#### Page excerpt:
-- begin --
Synenco Energy Initiates Review of Options to Maximize Shareholder Value

    Capital Cost Estimate Released for Northern Lights Downstream

    Conference call for the investment community (media in listen-only mode)
    at 6:30 a.m. Mountain/8:30 a.m. Eastern

    Conference call for media at 9:00 a.m. Mountain/11:00 a.m. Eastern
    (see details at end of release)

    CALGARY, May 1 /CNW/ - The Board of Directors of Synenco Energy Inc.
(TSX: SYN) today announced a plan to assess options for a strategic
repositioning of the company. The plan has a range of possible outcomes
including: restructuring the Northern Lights Partnership's downstream business
to capture economies of scale by including other partners, alternative
downstream commercial ventures, and other corporate-level options that enhance
shareholder value.
    Synenco Energy today also released an updated capital cost estimate of
$6.3 billion for the downstream (upgrader) portion of the Northern Lights oil
sands project planned for Sturgeon County, Alberta.
    The upgrader capital cost estimate is based on a thorough examination by
the company of a wide range of design and technology options, including coker
and hydro-processing technologies. The upgrader estimates range from
$4.4 billion to $6.3 billion, while the real internal rates of return range
from 8.5 percent to 9.5 percent (based on a long-term oil price assumption of
US$55 per barrel). The option with the highest capital cost, which includes
gasification, produces the greatest real rate of return. However, Synenco's
management and Board of Directors have determined that the expected rates of
return for any of the examined upgrader options are incompatible with
Synenco's weighted average cost of capital, which is higher.
-- end --
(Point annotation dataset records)
-- begin --
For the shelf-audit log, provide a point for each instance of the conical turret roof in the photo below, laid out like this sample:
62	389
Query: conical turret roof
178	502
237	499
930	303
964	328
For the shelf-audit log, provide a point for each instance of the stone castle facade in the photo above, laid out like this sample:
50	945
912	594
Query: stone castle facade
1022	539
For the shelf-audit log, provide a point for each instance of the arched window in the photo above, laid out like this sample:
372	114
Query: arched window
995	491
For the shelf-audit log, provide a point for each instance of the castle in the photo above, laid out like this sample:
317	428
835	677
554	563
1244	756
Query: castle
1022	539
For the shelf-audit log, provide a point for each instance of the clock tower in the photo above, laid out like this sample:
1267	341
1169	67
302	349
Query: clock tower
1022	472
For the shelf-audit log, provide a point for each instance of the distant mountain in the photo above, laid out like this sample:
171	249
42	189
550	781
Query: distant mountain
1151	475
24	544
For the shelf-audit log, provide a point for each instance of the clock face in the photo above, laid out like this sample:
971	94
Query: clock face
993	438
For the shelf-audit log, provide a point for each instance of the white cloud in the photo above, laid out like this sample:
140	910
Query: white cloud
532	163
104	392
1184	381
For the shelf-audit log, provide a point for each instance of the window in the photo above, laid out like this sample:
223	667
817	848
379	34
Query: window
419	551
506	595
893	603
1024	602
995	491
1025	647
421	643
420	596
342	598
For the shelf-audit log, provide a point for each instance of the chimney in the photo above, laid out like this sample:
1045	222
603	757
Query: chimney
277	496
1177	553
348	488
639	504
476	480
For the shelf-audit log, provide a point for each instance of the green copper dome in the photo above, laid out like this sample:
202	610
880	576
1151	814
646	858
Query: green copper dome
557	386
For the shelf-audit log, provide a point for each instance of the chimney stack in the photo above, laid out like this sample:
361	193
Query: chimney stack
-- end --
#### Required task A:
In the Synenco Energy release, what long-term oil price assumption underlies the stated real internal rates of return?
#### Required task B:
Reproduce the stretch of the Synenco Energy release from "Synenco Energy Initiates" through "Synenco Energy Inc.".
#### Required task C:
List every possible outcome that the Synenco Energy release names for the Board's plan to assess strategic repositioning options.

#### Full output A:
US$55 per barrel

#### Full output B:
Synenco Energy Initiates Review of Options to Maximize Shareholder Value

    Capital Cost Estimate Released for Northern Lights Downstream

    Conference call for the investment community (media in listen-only mode)
    at 6:30 a.m. Mountain/8:30 a.m. Eastern

    Conference call for media at 9:00 a.m. Mountain/11:00 a.m. Eastern
    (see details at end of release)

    CALGARY, May 1 /CNW/ - The Board of Directors of Synenco Energy Inc.

#### Full output C:
- Restructuring the Northern Lights Partnership's downstream business to capture economies of scale by including other partners
- Alternative downstream commercial ventures
- Other corporate-level options that enhance shareholder value